Najpierw debaty, potem program. Znamy plan sztabu Nawrockiego. "Romanowski poza kampanią"

- Od stycznia włączamy tryb prezydencki na pełnej - mówią nam sztabowcy Karola Nawrockiego. PiS szykuje nowy etap kampanii kandydata tej partii. W planach jest między innymi seria debat eksperckich zwieńczona prezentacją programu. - Do tego czasu temat Romanowskiego zniknie w gąszczu innych - twierdzą rozmówcy WP.

Kandydat na Prezydenta RP Karol Nawrocki w KnyszynieKandydat na Prezydenta RP Karol Nawrocki w Knyszynie
Źródło zdjęć: © EAST_NEWS | Marcin Pawlukiewicz/REPORTER
Michał Wróblewski

Kilka dni temu, Dolny Śląsk. Karol Nawrocki - jako kandydat PiS na prezydenta - po raz drugi w ciągu dwóch tygodni jedzie na tereny powodziowe. Spotyka się z poszkodowanymi mieszkańcami, pomaga. Na koniec wizyty organizuje konferencję prasową.

Jego współpracownicy wiedzą, że za chwilę padnie pytanie o uchylającego się od odpowiedzialności przed polskim wymiarem sprawiedliwości Marcina Romanowskiego. Polityk PiS starał się o azyl na Węgrzech w związku z zarzutami dotyczącymi m.in. defraudacji środków z Funduszu Sprawiedliwości i ustawiania konkursów.

Zgodnie z tym, co zapowiadaliśmy w Wirtualnej Polsce, Nawrocki na spotkaniu z dziennikarzami ma zdystansować się od sprawy. Robi to jednak w sposób nie do końca fortunny, co przyznają nieoficjalnie również niektóre osoby bliskie PiS. 

Dalsza część artykułu pod materiałem wideo

Lubnauer o Nawrockim: Wiem, że nie odróżnia chomika od myszoskoczka

- Na ten temat nie uważam nic - mówi Nawrocki dziennikarzom. 

Później ta krótka wypowiedź stanie się nagłówkiem w mediach i "hasłem", które wykorzystają na grafikach i memach politycy Koalicji Obywatelskiej i przeciwnicy PiS.

To dowód na to, że Nawrocki nie myśli samodzielnie, jedzie zgodnie z linią partii, wykonuje polecenia sztabowców - powie po tym jeden ze sztabowców KO. 

Sztabowcy PiS uważają jednak, że - owszem - można było przewidzieć reakcję drugiej strony i być może użyć innych słów, ale koniec końców nikt o tej "wpadce" nie będzie pamiętać.

- To były słowa adekwatne do miejsca, w którym Karol Nawrocki był. A w był w Lądku Zdroju, gdzie niektórzy mieszkańcy po 90 dniach od powodzi nie otrzymali pomocy - tłumaczył w Radiu Plus szef sztabu Karola Nawrockiego Paweł Szefernaker.

Inny polityk mówi nam: - Są tematy, w których jesteśmy jak jedna pięść, jak temat migracji. Ale są też tematy, w których Nawrocki musi się od nas odróżniać. I Romanowski jest takim tematem.

▶ _POLECENIE_
Kto według powyższego fragmentu jest szefem sztabu Karola Nawrockiego?

▶ _DOSTARCZONE DANE_

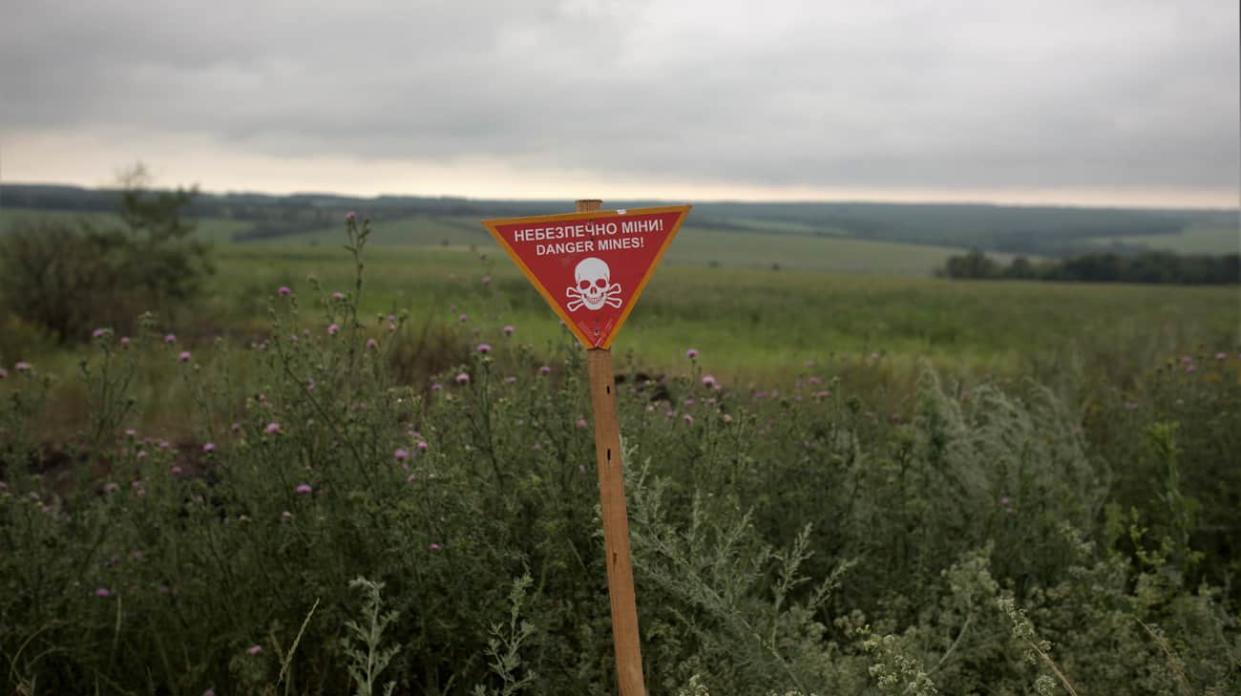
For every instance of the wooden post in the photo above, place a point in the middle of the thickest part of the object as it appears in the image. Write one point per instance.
(616, 517)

▶ _ROZWIĄZANIE PISEMNE_
Paweł Szefernaker.